━━━ INFORMATION GIVEN

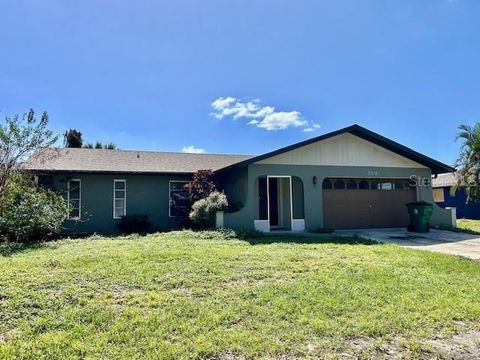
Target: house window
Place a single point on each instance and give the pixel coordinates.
(74, 199)
(438, 195)
(179, 199)
(363, 185)
(351, 185)
(119, 198)
(339, 185)
(387, 185)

━━━━━━

→ **DESCRIPTION OF THE TASK**:
Rewrite the records above as a two-column CSV with the header row "instruction,answer" and one row per record. Put each record's text and its answer in their own quoted fields, replace line breaks with spaces, and omit the pictures.

→ **CORRECT OUTPUT**:
instruction,answer
"Target: house window Place a single point on each instance and give the pixel coordinates.","(74, 199) (438, 195) (179, 199) (363, 185) (351, 185) (119, 198) (339, 185) (387, 185)"